**PROBLEM DESCRIPTION:** Please write out the material that follows, exactly as it stands.

Dataset rows on where objects appear
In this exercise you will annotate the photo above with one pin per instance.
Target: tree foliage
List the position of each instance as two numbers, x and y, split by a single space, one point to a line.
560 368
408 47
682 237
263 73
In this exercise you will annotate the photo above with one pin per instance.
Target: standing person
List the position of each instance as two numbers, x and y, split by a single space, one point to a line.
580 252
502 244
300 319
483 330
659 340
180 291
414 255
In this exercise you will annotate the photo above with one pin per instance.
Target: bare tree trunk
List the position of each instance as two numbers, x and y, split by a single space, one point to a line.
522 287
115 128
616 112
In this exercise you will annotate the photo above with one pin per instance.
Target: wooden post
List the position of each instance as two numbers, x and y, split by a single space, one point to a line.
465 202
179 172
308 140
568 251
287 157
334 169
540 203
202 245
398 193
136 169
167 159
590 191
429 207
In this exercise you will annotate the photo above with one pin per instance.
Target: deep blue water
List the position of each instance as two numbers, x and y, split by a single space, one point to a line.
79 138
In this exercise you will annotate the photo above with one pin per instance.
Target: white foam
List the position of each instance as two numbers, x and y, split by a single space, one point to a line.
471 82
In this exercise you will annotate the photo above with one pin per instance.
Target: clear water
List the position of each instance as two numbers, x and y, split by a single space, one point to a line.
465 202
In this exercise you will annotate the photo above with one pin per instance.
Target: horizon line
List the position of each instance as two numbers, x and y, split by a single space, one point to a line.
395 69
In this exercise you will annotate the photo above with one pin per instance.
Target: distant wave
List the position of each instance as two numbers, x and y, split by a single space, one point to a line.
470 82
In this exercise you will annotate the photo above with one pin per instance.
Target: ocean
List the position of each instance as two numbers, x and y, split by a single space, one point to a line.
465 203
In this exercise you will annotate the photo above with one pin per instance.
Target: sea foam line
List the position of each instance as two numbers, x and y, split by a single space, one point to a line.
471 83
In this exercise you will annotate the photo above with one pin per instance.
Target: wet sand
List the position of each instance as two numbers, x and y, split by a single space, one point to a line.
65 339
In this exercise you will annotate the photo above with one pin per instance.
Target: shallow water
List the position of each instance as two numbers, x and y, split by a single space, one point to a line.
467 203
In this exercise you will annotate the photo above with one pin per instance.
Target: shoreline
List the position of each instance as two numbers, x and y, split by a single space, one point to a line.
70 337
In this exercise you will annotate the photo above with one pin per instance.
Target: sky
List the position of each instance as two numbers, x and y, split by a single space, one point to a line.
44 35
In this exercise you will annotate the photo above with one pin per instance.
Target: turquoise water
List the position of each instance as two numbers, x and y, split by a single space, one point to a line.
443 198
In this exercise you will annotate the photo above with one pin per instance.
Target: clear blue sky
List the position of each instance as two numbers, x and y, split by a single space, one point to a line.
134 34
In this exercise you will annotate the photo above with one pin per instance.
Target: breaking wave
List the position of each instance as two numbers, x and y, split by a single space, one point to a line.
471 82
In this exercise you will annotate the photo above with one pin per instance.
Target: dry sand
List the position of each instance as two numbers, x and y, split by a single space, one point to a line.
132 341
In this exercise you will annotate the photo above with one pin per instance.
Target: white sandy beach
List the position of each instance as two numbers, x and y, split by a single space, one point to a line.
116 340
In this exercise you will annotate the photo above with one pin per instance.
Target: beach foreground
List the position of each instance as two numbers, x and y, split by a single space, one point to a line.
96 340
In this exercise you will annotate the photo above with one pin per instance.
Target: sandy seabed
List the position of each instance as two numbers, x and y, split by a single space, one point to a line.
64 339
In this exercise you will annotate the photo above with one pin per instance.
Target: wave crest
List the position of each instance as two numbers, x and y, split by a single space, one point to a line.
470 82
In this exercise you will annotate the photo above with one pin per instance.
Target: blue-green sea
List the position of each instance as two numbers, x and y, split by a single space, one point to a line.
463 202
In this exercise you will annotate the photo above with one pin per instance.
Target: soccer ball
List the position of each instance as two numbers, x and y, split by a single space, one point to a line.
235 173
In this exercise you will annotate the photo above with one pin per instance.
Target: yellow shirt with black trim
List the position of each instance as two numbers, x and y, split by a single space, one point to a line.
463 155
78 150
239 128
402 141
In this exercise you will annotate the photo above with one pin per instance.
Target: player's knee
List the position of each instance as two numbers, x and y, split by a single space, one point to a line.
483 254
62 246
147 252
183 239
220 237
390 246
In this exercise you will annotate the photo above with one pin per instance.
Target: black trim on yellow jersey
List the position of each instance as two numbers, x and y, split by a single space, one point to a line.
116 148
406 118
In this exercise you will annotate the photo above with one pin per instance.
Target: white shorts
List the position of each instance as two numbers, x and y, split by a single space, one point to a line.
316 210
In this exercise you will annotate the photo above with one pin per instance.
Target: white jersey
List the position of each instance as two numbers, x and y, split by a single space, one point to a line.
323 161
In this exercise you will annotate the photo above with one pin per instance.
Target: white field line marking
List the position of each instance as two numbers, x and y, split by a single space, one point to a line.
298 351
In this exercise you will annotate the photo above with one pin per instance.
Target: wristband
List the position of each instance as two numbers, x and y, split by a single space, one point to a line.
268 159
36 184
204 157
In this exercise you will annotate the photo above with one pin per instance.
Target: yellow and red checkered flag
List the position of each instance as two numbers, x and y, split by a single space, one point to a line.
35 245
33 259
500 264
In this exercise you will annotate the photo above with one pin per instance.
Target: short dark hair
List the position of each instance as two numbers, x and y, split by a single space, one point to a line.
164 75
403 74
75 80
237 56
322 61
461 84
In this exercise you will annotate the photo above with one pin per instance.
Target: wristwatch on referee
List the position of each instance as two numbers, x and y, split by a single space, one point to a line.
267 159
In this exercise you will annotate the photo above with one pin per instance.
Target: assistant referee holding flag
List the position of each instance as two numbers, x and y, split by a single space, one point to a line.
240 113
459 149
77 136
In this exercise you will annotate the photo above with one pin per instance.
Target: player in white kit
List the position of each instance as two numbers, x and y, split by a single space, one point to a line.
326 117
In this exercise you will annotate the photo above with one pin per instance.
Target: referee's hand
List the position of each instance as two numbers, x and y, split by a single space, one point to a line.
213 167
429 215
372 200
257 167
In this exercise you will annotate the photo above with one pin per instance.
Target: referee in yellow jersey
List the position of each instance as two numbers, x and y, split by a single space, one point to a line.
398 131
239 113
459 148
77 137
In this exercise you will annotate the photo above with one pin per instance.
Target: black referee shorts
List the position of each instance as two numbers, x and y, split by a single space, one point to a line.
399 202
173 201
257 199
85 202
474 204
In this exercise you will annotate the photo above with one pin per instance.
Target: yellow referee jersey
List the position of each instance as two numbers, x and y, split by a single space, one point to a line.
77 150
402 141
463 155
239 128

**RESULT:**
In this exercise you will annotate the photo above with one pin per instance.
Target: tree foliage
List the position of each instance as two numbers, x and y, split by a single space, one point to a line.
560 368
408 47
682 237
263 73
In this exercise you will annotate the photo above with one pin per instance.
Target: standing person
List the position of each instance as two numbers, x and y, split by a single space, one point to a line.
580 252
502 244
300 319
483 330
659 340
180 291
414 255
In this exercise you will annotate the photo above with one pin per instance.
Target: bare tree trunk
List the position of each instance as two numbers, x and y, split by a single space, one point to a line.
522 287
115 128
616 112
In this exercise you will annotate the photo above with one pin per instance.
Target: wooden post
List the position of each instance as two numbers, x and y, split by a single space, one point to a line.
465 202
179 172
308 140
568 251
287 157
334 169
540 203
202 245
398 193
136 169
167 159
590 191
429 207
In this exercise you will annotate the photo above with one pin per instance.
Target: deep blue water
List the position of each instance as two numbers, x and y, split by a single space, one point to a line.
79 138
In this exercise you will annotate the photo above with one pin per instance.
Target: white foam
List the position of each instance as two numbers, x and y, split by a single space, one point to a line.
471 82
In this exercise you will annotate the photo above with one pin per instance.
Target: clear water
List the position of each instance as two numbers, x and y, split by a single space, one point to a line.
465 202
In this exercise you will annotate the photo above with one pin per instance.
Target: horizon line
List the position of each instance as two numbers, x and y, split by a single space, one point to a line.
395 69
In this exercise you will annotate the photo above with one pin per instance.
Target: distant wave
List the position of each instance as two numbers, x and y, split by a single space, one point to a line.
470 82
In this exercise you will annotate the photo above with one pin per instance.
Target: ocean
List the position of each instance as two numbers, x and y, split by a single space, one point to a line.
465 203
In this exercise you will annotate the photo above with one pin per instance.
Target: sea foam line
List the position of each instance as two numbers, x and y, split by a single space, one point to a line.
471 83
In this exercise you will annotate the photo above with one pin per instance.
Target: wet sand
List the position of each instance as two numbers, x and y, split by a single space, one point to a line.
65 339
In this exercise you will annotate the photo above with one pin per instance.
Target: shallow water
List the position of each instance as two numbers, x and y, split by a single space, one point to a line.
467 203
In this exercise you will annotate the photo above with one pin per instance.
Target: shoreline
List the position of each instance as two numbers, x and y, split by a single space, one point to a line.
70 337
In this exercise you will annotate the photo above with one pin per instance.
Target: sky
List the position of each instance as two numbers, x and y, split by a single space, one point to a line.
44 35
In this exercise you will annotate the photo above with one pin per instance.
Target: turquoise water
List the position of each instance as two numbers, x and y, split by a single space, one point to a line.
443 198
In this exercise you will annotate the photo above with one pin per instance.
Target: clear blue sky
List the position of each instance as two numbers, x and y, split by a single space, one point to a line.
134 34
In this exercise you will annotate the photo above with one pin per instance.
Target: breaking wave
List the position of each instance as two numbers, x and y, split by a single space, one point to a line.
471 82
In this exercise you will annotate the photo above with one pin per instance.
Target: dry sand
List the position of each instance as two numbers, x and y, split by a single space, one point to a line.
132 341
In this exercise you will annotate the photo above with one pin per instance.
Target: white sandy beach
List the position of each instance as two numbers, x and y, split by a single space, one point to a line.
116 340
In this exercise you will annotate the photo above with one pin per instance.
Target: beach foreground
List the position of each instance as two numbers, x and y, split by a single space, one point to a line.
96 340
In this exercise you will annotate the photo above with one pin per instance.
Target: sandy seabed
List the position of each instance as two numbers, x and y, split by a single space, one point to a line.
64 339
In this exercise you will annotate the photo above with one pin per instance.
Target: wave crest
List the position of each instance as two numbers, x and y, split by a single space, one point to a line.
470 82
In this exercise you will annotate the photo above with one pin per instance.
Target: blue-green sea
List the position of each instance as two numbers, x and y, split by a single space, one point to a line.
463 202
In this exercise you will annotate the photo above with one pin per instance.
Target: soccer ball
List the position of each instance as two numbers, x and y, split by a single space, one point to a line.
235 173
In this exercise you will annotate the photo above with one pin per instance.
Target: yellow shirt with black trim
List the position of each instance as two numbers, x and y, split by a single space, one point to a line.
463 155
78 150
239 128
402 141
In this exercise you will annotate the photo above with one pin per instance.
Target: player's knee
List the position of each instance as two numbers, x and y, split by a single space, one point to a line.
483 254
62 246
147 252
183 239
220 237
390 246
In this exercise you will annotate the photo above with one pin per instance.
Target: black trim on yellow jersey
List the position of each instance as two numbers, x and y, split by a single space, one point to a line.
116 148
406 118
In this exercise you will annotate the photo above with one pin per instance.
Target: white shorts
List the position of each instance as two numbers, x and y, split by a single space, one point to a line.
316 210
In this exercise you will annotate the photo above with one pin per instance.
Target: white jersey
List the position of each instance as two numbers, x and y, split by a single space, one point to a line.
323 161
In this exercise you will annotate the photo above with one pin per instance.
Target: white field line marking
List the position of each instance as two numbers, x and y, split by a single space, one point to a line.
298 351
In this exercise you will annotate the photo above with one pin per instance.
Target: wristband
List the position of each instance as two numbers, x and y, split by a single space, one point to a line.
268 159
36 184
204 157
In this exercise you will annotate the photo above with one pin per instance.
Target: yellow and red checkered flag
List the position of each instance as two numbers, x and y, split by a single space, one point to a line.
35 245
33 259
500 264
In this exercise you will annotate the photo above with one pin per instance.
Target: short dark hair
List the position of each instance as two numbers, x and y, split by a single space, one point to a line.
164 75
403 74
75 80
237 56
322 61
461 84
In this exercise you will annotate the photo above with one pin per instance.
Target: wristwatch on referee
List the position of each instance as two numbers, x and y, split by a single space, one point to a line.
267 159
In this exercise you will annotate the photo above with one pin per instance.
Target: assistant referee holding flag
List the position of each instance as two numbers, x and y, split by a single space, one point to a line.
240 113
459 149
77 136
In this exercise you will annotate the photo above with one pin per instance.
Target: player in white kit
List the position of each instance as two numbers, x and y, split by a single space, one point to a line.
326 117
In this exercise you will annotate the photo above with one pin per instance.
Target: referee's hand
List the position of each instance as two numbers, x and y, split by a single space, one point to a line.
213 167
429 215
372 200
257 167
In this exercise you will annotate the photo above with one pin per instance.
Target: referee in yellow jersey
List the position of each instance as two numbers, x and y, split by a single space, one point to a line.
398 131
239 113
459 148
77 137
In this exercise you will annotate the photo above with one pin per instance.
Target: black referee shorts
List the position of each instance as two numbers, x and y, split by a single space, one point to a line.
399 202
173 201
257 199
85 202
474 204
In this exercise you will annotate the photo above with one pin per instance.
Target: yellow referee jersey
List the position of each instance as two numbers, x and y, split by a single space, one point to a line.
77 150
402 141
463 155
239 128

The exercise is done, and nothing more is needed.